- DOCUMENT TEXT:
>> BEGIN

"For many years the main problem that has preoccupied me, keeping me in a kind of tension, has been large scale...When I have the opportunity to create an ideal situation for my sculpture... in the midst of human traffic, I still feel that I am only 'dreaming’, imagining something that is not actual... I like to see people lean their bicycles on the sculptures, and pigeons come to rest, to see them humanised”.
Arnaldo Pomodoro, in S. Hunter An interview with Arnaldo Pomodoro, catalogue of the personal exhibition, Rotonda di via Besana, Milan 1974

The exhibition at the Belvedere Fort was a high point in an ongoing career that has increasingly archived a cumulative international prestige and acceptance, but is even now, ten years later, marked by new challenges and a spirit of experimentation. During his mature years Pomodoro moved into a decisive monumentality, exploring a new and sensitive series of relationships between his work and its many and varied sites. Although monumentality was hardly the intended goal, his work have evolved from miniature reliefs to great, curving slabs in space and then into his characteristic columns, cubes and disks, and later into larger, more elaborate and ambiguously poised spheres caught in the process of cracking from inexpressible, ineluctable forces and spheres within spheres, swelling germs of the life force, incipient and irresistible. Yet these increasingly large-scale statements became the essential point of his development, and perhaps its distinctive public aspect.

Ruota I, 1995, detail

Then came his remarkable retrospective exhibition at the architecturally intimidating Forte di belvedere, where Pomodoro was at pains to express his concern for the studied placement and painstaking adjustment of monumental sculptural form and surface, with the aim of acknowledging and reshaping the environment. Despite their basic geometry and universality, his sculptures throughout this prolific period from the 1970s and the 1990s remained distinctive for their ability to interact with his audience on a human scale.

>> END

- PROMPT A: Rewrite every line of the records below as a Markdown table with the columns Row and Line, numbering the rows and leaving out blank lines and pictures.

- DATA ROWS:
>> BEGIN

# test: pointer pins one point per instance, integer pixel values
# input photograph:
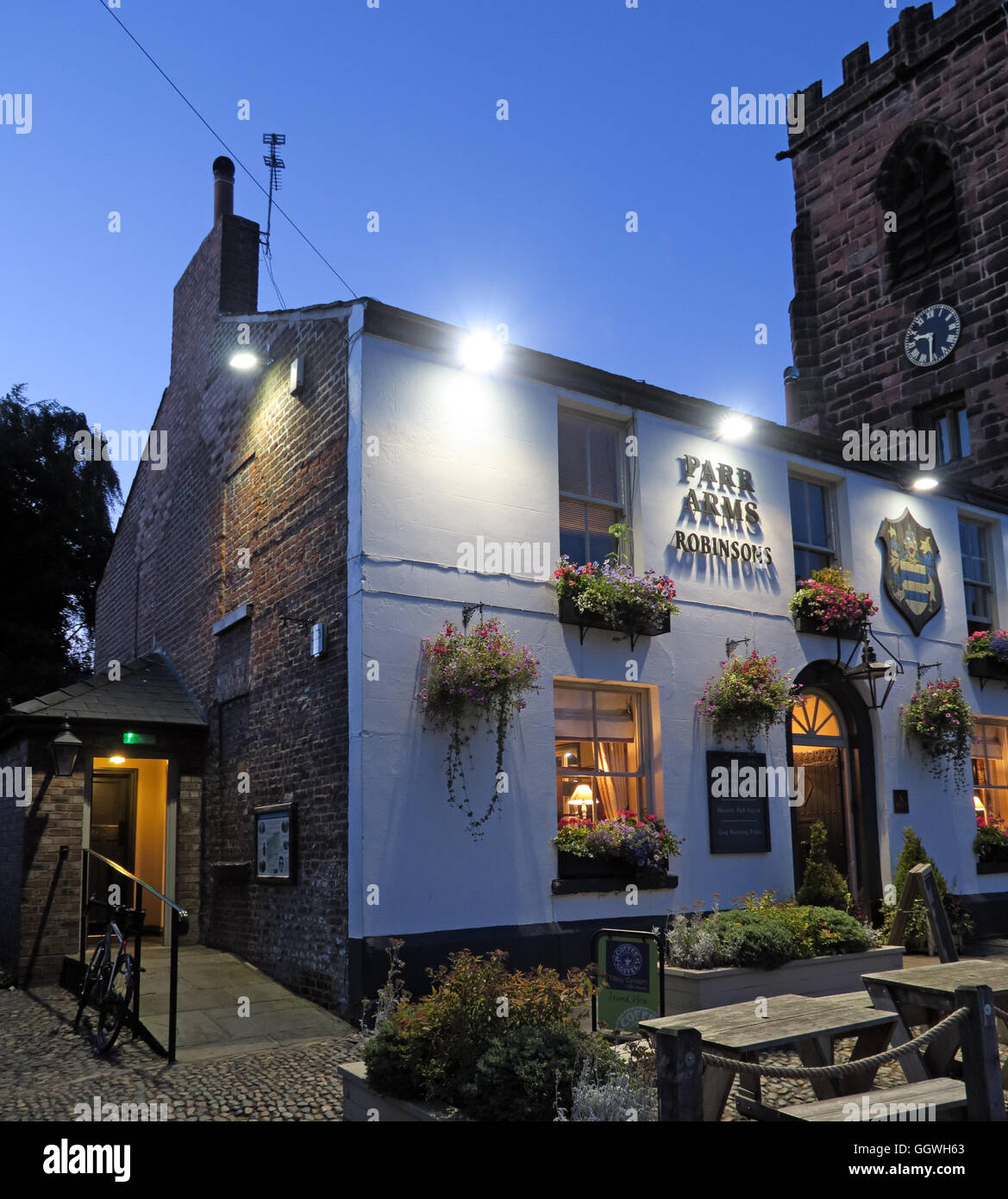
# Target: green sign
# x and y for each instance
(139, 738)
(629, 980)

>> END

- PROMPT B: Print the whole text about Arnaldo Pomodoro's sculpture again word for word.

- RIGHT ANSWER A:
| Row | Line |
|---|---|
| 1 | # test: pointer pins one point per instance, integer pixel values |
| 2 | # input photograph: |
| 3 | # Target: green sign |
| 4 | # x and y for each instance |
| 5 | (139, 738) |
| 6 | (629, 980) |

- RIGHT ANSWER B:
"For many years the main problem that has preoccupied me, keeping me in a kind of tension, has been large scale...When I have the opportunity to create an ideal situation for my sculpture... in the midst of human traffic, I still feel that I am only 'dreaming’, imagining something that is not actual... I like to see people lean their bicycles on the sculptures, and pigeons come to rest, to see them humanised”.
Arnaldo Pomodoro, in S. Hunter An interview with Arnaldo Pomodoro, catalogue of the personal exhibition, Rotonda di via Besana, Milan 1974

The exhibition at the Belvedere Fort was a high point in an ongoing career that has increasingly archived a cumulative international prestige and acceptance, but is even now, ten years later, marked by new challenges and a spirit of experimentation. During his mature years Pomodoro moved into a decisive monumentality, exploring a new and sensitive series of relationships between his work and its many and varied sites. Although monumentality was hardly the intended goal, his work have evolved from miniature reliefs to great, curving slabs in space and then into his characteristic columns, cubes and disks, and later into larger, more elaborate and ambiguously poised spheres caught in the process of cracking from inexpressible, ineluctable forces and spheres within spheres, swelling germs of the life force, incipient and irresistible. Yet these increasingly large-scale statements became the essential point of his development, and perhaps its distinctive public aspect.

Ruota I, 1995, detail

Then came his remarkable retrospective exhibition at the architecturally intimidating Forte di belvedere, where Pomodoro was at pains to express his concern for the studied placement and painstaking adjustment of monumental sculptural form and surface, with the aim of acknowledging and reshaping the environment. Despite their basic geometry and universality, his sculptures throughout this prolific period from the 1970s and the 1990s remained distinctive for their ability to interact with his audience on a human scale.